Exercices à faire>
**A.** Relevez dans le passage sur Lucas Terrier toutes les structures nommées dans le cadre de sa formation : stages, établissement scolaire et équipes.
**B.** Répondez à chaque question d'après le passage sur Lucas Terrier :
(i) À quelle date le coureur fêtera-t-il ses 19 ans ?
(ii) De quelle blessure souffrait-il en début de saison ?
(iii) Quelle place a-t-il obtenue au Championnat Auvergne-Rhône-Alpes U19 ?
**C.** Traduisez en anglais cette phrase du passage sur Lucas Terrier : « J'étais blessé en début de saison (main cassée) et j'ai eu plusieurs infections avec les patchs pour le diabète pendant la saison. »

Texte source>
────

Lucas Terrier sous les couleurs de Bourg Ain Cyclisme U19 - Crédit Photo : Mickaël Pibolleau  

En plus des stages avec Talent ID, Lucas Terrier complète sa formation chez les U19 en sport étude au lycée Carriat à Talent 01, mais aussi sous les couleurs de Bourg Ain Cyclisme U19. Lors de ses deux années avec la tunique de la structure aindinoise, le coureur qui fêtera ses 19 ans le 4 avril a pu découvrir ce qu'il appelle le « début du vrai vélo » avec les courses U19 qui s'allongent et se durcissent. « J'ai fait une bonne saison en Junior 1 donc j'avais beaucoup d'attentes pour celle en Junior 2, mais je ne vais pas mentir, elle était en dessous de mes attentes. J'étais blessé en début de saison (main cassée) et j'ai eu plusieurs infections avec les patchs pour le diabète pendant la saison. » Malgré ces problèmes, cela ne lui a pas empêché d'aller chercher de beaux résultats, comme une victoire en Open, ou encore une sixième place sur le Championnat Auvergne-Rhône-Alpes U19.

────

[Entrées de données extraites]
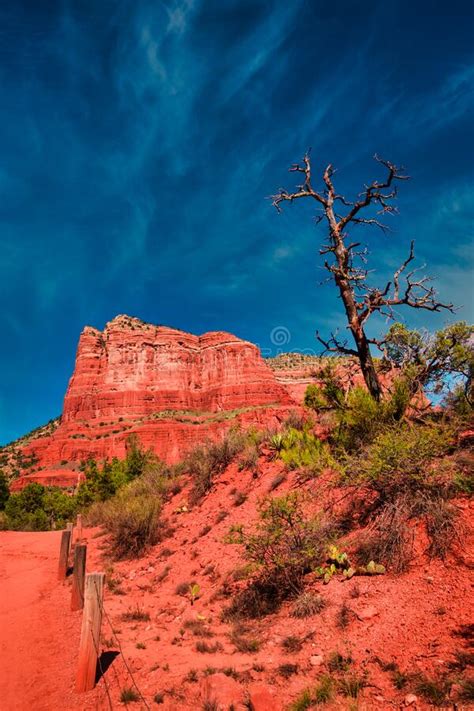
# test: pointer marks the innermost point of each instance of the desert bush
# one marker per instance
(435, 691)
(287, 544)
(276, 481)
(198, 628)
(303, 701)
(207, 461)
(399, 459)
(406, 478)
(39, 508)
(205, 648)
(301, 449)
(287, 670)
(240, 498)
(339, 662)
(466, 690)
(243, 641)
(308, 604)
(249, 457)
(351, 685)
(295, 421)
(136, 614)
(324, 691)
(292, 644)
(133, 521)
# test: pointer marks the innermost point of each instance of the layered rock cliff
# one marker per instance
(170, 388)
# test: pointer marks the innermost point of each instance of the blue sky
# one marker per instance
(139, 141)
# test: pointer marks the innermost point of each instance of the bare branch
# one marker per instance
(335, 346)
(305, 190)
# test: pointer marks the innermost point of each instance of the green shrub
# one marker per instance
(324, 691)
(286, 545)
(399, 458)
(403, 466)
(128, 695)
(206, 462)
(301, 449)
(308, 604)
(133, 521)
(39, 508)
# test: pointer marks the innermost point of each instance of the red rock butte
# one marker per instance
(170, 388)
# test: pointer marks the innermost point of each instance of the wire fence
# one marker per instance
(103, 676)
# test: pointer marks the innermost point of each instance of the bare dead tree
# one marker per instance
(346, 260)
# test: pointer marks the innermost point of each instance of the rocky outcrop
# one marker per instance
(170, 388)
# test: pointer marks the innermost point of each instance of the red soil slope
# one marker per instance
(408, 619)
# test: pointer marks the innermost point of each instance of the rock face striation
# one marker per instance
(170, 388)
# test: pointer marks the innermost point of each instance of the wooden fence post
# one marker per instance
(79, 572)
(64, 554)
(79, 527)
(90, 632)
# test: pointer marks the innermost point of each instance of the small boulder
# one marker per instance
(262, 699)
(367, 613)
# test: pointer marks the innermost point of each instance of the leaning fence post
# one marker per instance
(90, 631)
(64, 554)
(78, 576)
(79, 527)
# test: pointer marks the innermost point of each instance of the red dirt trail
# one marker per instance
(38, 633)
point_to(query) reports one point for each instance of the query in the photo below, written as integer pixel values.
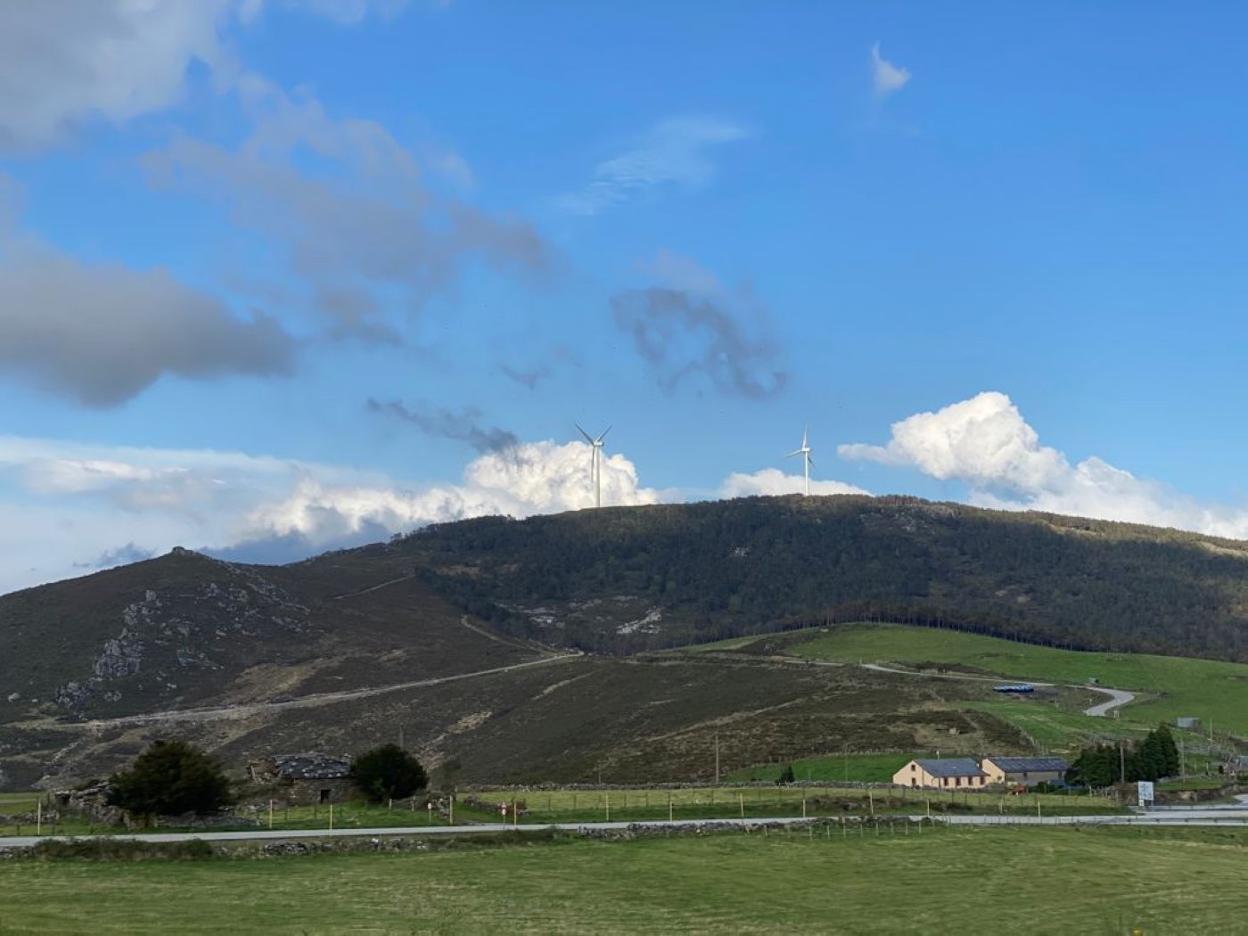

────

Corrigé>
**A.** Talent ID, le lycée Carriat, Talent 01, Bourg Ain Cyclisme U19

**B.**
(i) Le 4 avril.
(ii) Il avait la main cassée.
(iii) La sixième place.

**C.** I was injured at the start of the season (broken hand) and I had several infections from the diabetes patches during the season.